**EXERCISE PROMPT**
Write out the records word for word, with no pictures.

**GIVEN ENTRIES**
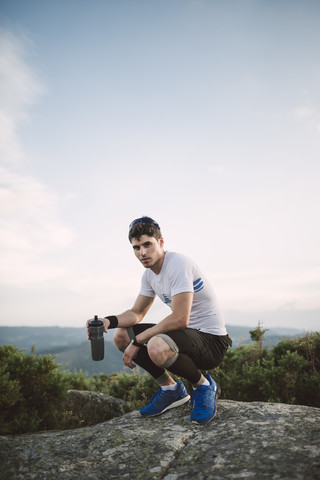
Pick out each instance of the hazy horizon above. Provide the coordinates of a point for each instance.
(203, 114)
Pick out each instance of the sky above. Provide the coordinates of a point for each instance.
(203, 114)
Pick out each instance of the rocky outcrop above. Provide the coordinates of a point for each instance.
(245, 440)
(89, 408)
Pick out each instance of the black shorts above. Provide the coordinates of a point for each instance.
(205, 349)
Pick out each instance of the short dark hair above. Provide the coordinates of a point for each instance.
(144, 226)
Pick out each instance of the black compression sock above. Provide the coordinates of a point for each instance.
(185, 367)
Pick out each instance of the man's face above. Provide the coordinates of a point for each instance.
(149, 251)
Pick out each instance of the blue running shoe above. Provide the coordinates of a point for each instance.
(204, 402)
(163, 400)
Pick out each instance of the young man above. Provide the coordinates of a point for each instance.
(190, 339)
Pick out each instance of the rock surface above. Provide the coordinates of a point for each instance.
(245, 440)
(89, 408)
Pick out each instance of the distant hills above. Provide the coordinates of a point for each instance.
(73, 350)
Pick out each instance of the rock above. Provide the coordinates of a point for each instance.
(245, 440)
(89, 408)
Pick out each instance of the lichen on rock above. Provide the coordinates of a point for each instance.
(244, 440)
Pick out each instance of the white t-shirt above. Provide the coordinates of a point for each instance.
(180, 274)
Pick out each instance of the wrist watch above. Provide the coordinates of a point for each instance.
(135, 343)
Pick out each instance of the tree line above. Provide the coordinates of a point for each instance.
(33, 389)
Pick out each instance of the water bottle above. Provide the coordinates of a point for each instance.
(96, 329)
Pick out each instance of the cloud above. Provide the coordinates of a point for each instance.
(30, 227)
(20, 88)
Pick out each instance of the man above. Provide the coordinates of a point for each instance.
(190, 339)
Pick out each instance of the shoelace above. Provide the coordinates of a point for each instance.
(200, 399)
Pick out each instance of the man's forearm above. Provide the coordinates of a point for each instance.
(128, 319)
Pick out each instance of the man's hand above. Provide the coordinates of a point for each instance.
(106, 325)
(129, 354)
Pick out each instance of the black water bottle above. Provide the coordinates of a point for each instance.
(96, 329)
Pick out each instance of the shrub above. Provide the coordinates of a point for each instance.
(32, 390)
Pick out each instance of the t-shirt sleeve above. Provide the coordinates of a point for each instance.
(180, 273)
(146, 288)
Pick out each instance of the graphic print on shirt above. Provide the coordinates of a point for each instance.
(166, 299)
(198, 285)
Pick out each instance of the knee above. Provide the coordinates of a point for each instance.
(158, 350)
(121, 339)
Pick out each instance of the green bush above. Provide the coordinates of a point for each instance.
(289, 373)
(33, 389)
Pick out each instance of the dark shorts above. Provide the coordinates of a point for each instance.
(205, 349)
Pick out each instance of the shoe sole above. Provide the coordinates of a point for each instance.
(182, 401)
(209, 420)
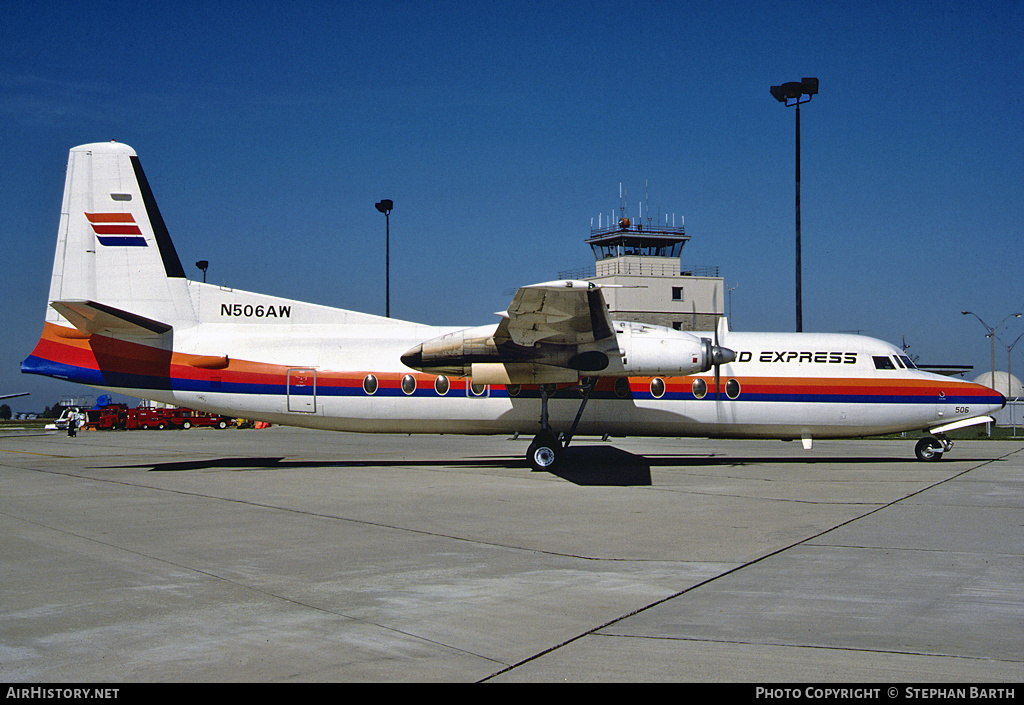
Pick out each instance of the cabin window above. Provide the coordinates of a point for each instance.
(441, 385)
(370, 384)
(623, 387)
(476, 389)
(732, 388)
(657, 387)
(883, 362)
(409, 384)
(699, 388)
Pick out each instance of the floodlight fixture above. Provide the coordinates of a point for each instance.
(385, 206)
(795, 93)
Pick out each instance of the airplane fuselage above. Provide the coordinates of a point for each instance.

**WRITTEN SOLUTION**
Pick out each instance of the hazy horizon above. Provide the coordinates of a point for each instance.
(203, 114)
Pick out each instance of the sky above. Provide the coordinates of a point for each instance.
(203, 114)
Pick out each instance of the rocky outcrop above. Provide the coordinates of a point for each instance.
(245, 440)
(89, 408)
Pick out each instance of the black shorts above. Provide the coordinates of a point for each instance.
(205, 349)
Pick out each instance of the short dark hair above. Provide the coordinates of a point for each instance.
(144, 226)
Pick out each instance of the black compression sock above. Provide the coordinates of a point for each instance.
(185, 367)
Pick out each instance of the man's face above. Provide the coordinates of a point for each instance.
(149, 251)
Pick out each instance of the blue running shoe above. Provide the coordinates of a point for each instance.
(204, 402)
(163, 400)
Pick out each instance of the young man above. Provide the coordinates of a point for each instance.
(190, 339)
Pick out each instance of the rock surface above. Provide the coordinates of a point for each instance.
(245, 440)
(89, 408)
Pick out each instance of the distant hills above. Provide the coordinates of a point for each instance.
(73, 350)
Pick out each instance of the rock above. Provide the coordinates of a point for each instance.
(245, 440)
(89, 408)
Pick out each instance of the lichen on rock above. Provide the coordinates of a point for each instance.
(244, 440)
Pick out each instance of the white t-shirt above. Provide the coordinates of a point for each instance.
(180, 274)
Pick out each instance of the wrist watch above. Provide the coordinates of a point for each instance.
(135, 343)
Pick out each instance of the tree line above. Provide the coordinates of a point for each instance.
(33, 389)
Pick out each instance of the water bottle above. Provide the coordinates of a point for each instance.
(96, 329)
Pick out each instance of the cloud above. Provide the coordinates of a point for each instance.
(30, 227)
(20, 88)
Pick out each instance of the man above. Provide the coordinates of a point for each instance.
(190, 339)
Pick out each instance of the shoelace above. Provide the coordinates of a point for each instance.
(200, 399)
Pick out each instance of the man's forearm above. Provide the coordinates of a point for each instance.
(128, 319)
Pick out each instance of the man's hand above. Provide the coordinates of a point for each instance.
(106, 325)
(129, 354)
Pick out each instance of the black water bottle above. Provide the coordinates of a point for each instance.
(96, 329)
Pick out each instance of the shrub above. Provide the coordinates of a point for each instance.
(32, 390)
Pick out each instance of the t-shirt sleeve above. Provide the coordinates of a point for each instance.
(180, 273)
(146, 288)
Pick out each instance of the graphic print on shirt above. Provide the coordinates of a point for each instance.
(166, 299)
(198, 285)
Pick out each instance of the knee above. Provide the coordinates of a point for each instance.
(158, 350)
(121, 339)
Pick out each instance of the green bush above. Provide the coordinates of a point for each instance.
(289, 373)
(33, 389)
Pick out each instance of the dark shorts above. Provide the coordinates of a point for each instance.
(205, 349)
Pick out each instance of the shoe sole above. Provide the coordinates of a point for each instance.
(182, 401)
(209, 420)
Pick out each instance of the cabin window above. Provide the coordinates of a point for each instance.
(441, 385)
(370, 384)
(623, 387)
(476, 389)
(732, 388)
(657, 387)
(883, 362)
(409, 384)
(699, 388)
Pick out each instance of the floodlight fixture above. Provide the coordinates of a point for each instance.
(385, 206)
(795, 93)
Pick out each instance of the airplane fuselage above. Provide the coordinates of a point for each instance.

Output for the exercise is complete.